**GIVEN PROBLEM**
Leave out the pictures and repeat the data exactly.

**DATA FOR PROCESSING**
====================

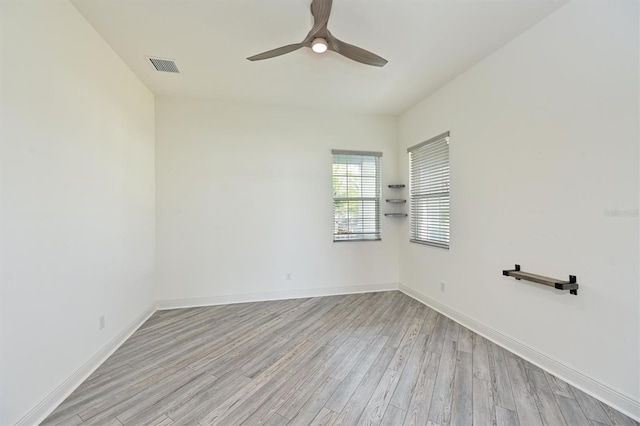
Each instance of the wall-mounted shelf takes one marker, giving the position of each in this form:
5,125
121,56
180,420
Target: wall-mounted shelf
570,285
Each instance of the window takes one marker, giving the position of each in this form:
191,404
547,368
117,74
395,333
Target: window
356,196
429,191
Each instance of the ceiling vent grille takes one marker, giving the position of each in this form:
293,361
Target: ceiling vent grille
164,65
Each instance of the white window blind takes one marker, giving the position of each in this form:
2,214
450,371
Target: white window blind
429,191
356,195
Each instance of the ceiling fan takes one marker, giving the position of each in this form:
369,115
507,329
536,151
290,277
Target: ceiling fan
320,40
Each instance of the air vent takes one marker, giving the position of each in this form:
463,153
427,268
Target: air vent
164,65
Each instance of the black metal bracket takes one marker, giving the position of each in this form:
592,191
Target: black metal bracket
571,285
506,271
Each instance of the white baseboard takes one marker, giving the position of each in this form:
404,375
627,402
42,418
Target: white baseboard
55,398
272,295
621,402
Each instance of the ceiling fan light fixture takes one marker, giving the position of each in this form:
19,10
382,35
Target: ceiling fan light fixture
319,45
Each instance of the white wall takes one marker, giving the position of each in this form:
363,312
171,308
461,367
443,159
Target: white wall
245,195
77,199
544,142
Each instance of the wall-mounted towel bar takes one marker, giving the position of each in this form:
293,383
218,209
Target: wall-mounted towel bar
570,285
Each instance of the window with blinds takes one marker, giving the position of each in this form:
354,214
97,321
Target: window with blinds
356,195
429,191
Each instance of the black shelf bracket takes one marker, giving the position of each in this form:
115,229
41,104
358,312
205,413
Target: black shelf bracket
571,285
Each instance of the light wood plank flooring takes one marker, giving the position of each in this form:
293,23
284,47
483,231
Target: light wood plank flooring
374,358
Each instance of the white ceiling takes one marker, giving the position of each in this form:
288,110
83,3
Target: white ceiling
427,43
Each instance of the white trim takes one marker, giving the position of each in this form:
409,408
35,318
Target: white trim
616,399
272,295
55,398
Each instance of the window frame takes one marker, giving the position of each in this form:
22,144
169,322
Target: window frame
435,186
376,235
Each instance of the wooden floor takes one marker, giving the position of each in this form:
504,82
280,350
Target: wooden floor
374,358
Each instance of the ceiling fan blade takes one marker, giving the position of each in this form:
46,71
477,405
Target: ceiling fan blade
354,53
276,52
320,9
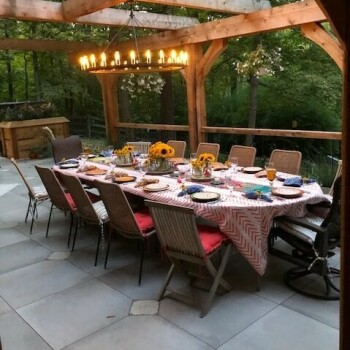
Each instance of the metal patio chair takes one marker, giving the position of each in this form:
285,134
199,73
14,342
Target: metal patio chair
36,194
188,246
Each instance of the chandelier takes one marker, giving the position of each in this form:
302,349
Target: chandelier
109,62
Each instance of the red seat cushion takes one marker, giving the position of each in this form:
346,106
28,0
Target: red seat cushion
70,201
211,238
144,220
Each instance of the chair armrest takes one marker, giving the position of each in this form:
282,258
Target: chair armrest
301,222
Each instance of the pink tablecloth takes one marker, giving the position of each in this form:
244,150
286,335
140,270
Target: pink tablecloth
246,222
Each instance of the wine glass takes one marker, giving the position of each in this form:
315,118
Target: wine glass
143,167
229,183
270,172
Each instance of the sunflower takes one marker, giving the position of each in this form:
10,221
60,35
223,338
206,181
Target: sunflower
161,150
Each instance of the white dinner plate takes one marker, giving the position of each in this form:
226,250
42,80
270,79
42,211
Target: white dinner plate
252,169
287,192
204,197
156,187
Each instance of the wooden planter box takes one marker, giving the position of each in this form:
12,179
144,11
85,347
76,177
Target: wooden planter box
19,138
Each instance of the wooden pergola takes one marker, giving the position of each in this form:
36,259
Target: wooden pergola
243,18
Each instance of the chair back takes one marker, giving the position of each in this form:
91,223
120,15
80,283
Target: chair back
121,216
176,229
212,148
80,197
70,147
140,146
31,191
54,189
245,155
337,174
49,133
286,161
179,148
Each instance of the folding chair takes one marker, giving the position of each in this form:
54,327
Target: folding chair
212,148
92,213
286,161
179,148
245,155
59,198
311,242
187,244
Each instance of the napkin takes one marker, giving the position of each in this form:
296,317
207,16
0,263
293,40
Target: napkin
255,195
293,181
191,189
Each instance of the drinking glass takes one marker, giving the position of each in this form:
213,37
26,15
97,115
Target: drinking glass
84,157
270,172
229,183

====================

**FULL RESPONSE**
Each instance of the wall-mounted shelf takes one marker, giving the position of each in this form:
5,125
121,56
180,420
Target: wall-mounted shelf
570,285
Each instance of the window takes one marker, giving the position of each in this form:
191,404
547,368
117,74
395,333
Target: window
356,196
429,191
Each instance of the ceiling vent grille takes one marker, giving the position of each in this form:
293,361
Target: ceiling vent grille
164,65
Each instance of the white window blind takes one marker, giving the position of each in this form:
2,214
450,371
Target: white window blind
429,191
356,195
Each instance of the ceiling fan takes one marker, giving the position of each in this form:
369,115
507,329
536,151
290,277
Target: ceiling fan
320,40
Each instance of the air vent takes one marker, giving the position of each in this form:
463,153
427,268
Target: air vent
164,65
Each instance of the black metal bracket takes one marker, giving the position of each in this form:
592,191
Target: black metal bracket
571,285
506,271
Each instance of the white baseboard takes one marker, giving the position of each in this form:
404,375
627,402
42,418
Target: white baseboard
55,398
272,295
621,402
Each instance of the ceiling fan light fixture takes one marker, giving the position of each in this form:
19,10
382,35
Target: ceiling fan light fixture
319,45
Each instance of the white wall takes one marker, giving the position of each in this form:
363,312
171,308
461,367
443,159
Target: white wall
245,195
77,199
544,142
Each instance of the wall-mounted towel bar takes one marker, giving the position of each in this form:
293,383
218,209
Target: wall-mounted towel bar
570,285
Each instance of the window with blinds takes one marker, giving the position of each in this form:
354,214
97,321
Target: window with blinds
356,195
429,191
Each instance of the black shelf bracket takes one marker, giving the position of each in this form:
115,229
41,104
358,312
205,413
Target: black shelf bracket
571,285
Each instance of the light wood plank flooring takes one marker, giving the position of each in this form:
293,23
284,47
483,231
Target: light wood plank flooring
374,358
Each instance of the white ceiling takes one marker, giving the position of each in this form:
288,110
83,3
Target: white ceiling
427,43
Each instance of the white trim takes one marker, giving the position of each in this form:
409,408
35,318
Target: white trim
616,399
272,295
55,398
Each instance of the window frame takes one marker, giving the position of each in this form:
22,144
169,322
Target: window frame
435,186
376,235
Each instance of the wooden floor takes one marker, giving the position of each in this form:
504,82
280,350
Target: wooden floor
374,358
Each instance of the ceiling fan blade takes one marker, giving the position of each in this form:
46,71
477,405
Target: ceiling fan blade
354,53
276,52
320,9
Each instance of the metal patio chair takes one marker, giving the position of each in this form:
285,134
199,73
14,342
Target: metal patio chair
36,194
188,246
Each instance of the chandelier takes one marker, giving the position of each in this form:
302,349
Target: chandelier
109,62
Each instance of the red seat cushion takes one marker, giving the position of each in this form:
346,106
28,0
Target: red seat cushion
70,201
211,238
144,220
Each instance of the chair armrest takes one marker, giving the position of each in this form:
282,258
Target: chair armrest
301,222
Each instance of the pink tablecloth takes one marker, giving the position of each in this form:
244,150
286,335
140,270
Target: pink tablecloth
246,222
Each instance of the wine glass takes one marker, giving the position of each in this form:
315,118
Target: wine glass
143,167
229,183
270,172
Each instance of the sunflower takes one marker, giving the position of each in this form:
10,221
60,35
223,338
206,181
Target: sunflower
161,150
Each instance of the white dinner plate takes one marker, giving the position of each in this form:
226,250
42,80
270,79
42,211
Target: white dinner plate
252,169
287,192
204,197
156,187
Each instance of the wooden planter box takes one marker, giving the position of each in this form:
12,179
144,11
85,347
76,177
Target: wooden planter box
19,138
Each instance of the wooden pergola takes one marker, giving the position of each in this form:
36,259
Target: wooden pergola
243,18
Each instance of the chair back takes one marker, giving the position of each in this form:
91,223
120,15
80,283
Target: chair back
121,216
176,229
212,148
80,197
70,147
140,146
31,191
54,189
245,155
337,174
49,133
286,161
179,148
Each instance of the folding chair takes one marker, giving the position of each in this form:
54,327
Target: folding chair
212,148
92,213
286,161
179,148
245,155
59,198
311,242
187,244
Each instance of the napkin takes one marker, giving the position of each in this form:
296,317
207,16
0,263
293,40
Target: napkin
255,195
293,181
191,189
Each instance of the drinking glass takes one marker, giving the position of each in this form:
213,37
26,15
97,115
Target: drinking glass
84,157
270,172
229,183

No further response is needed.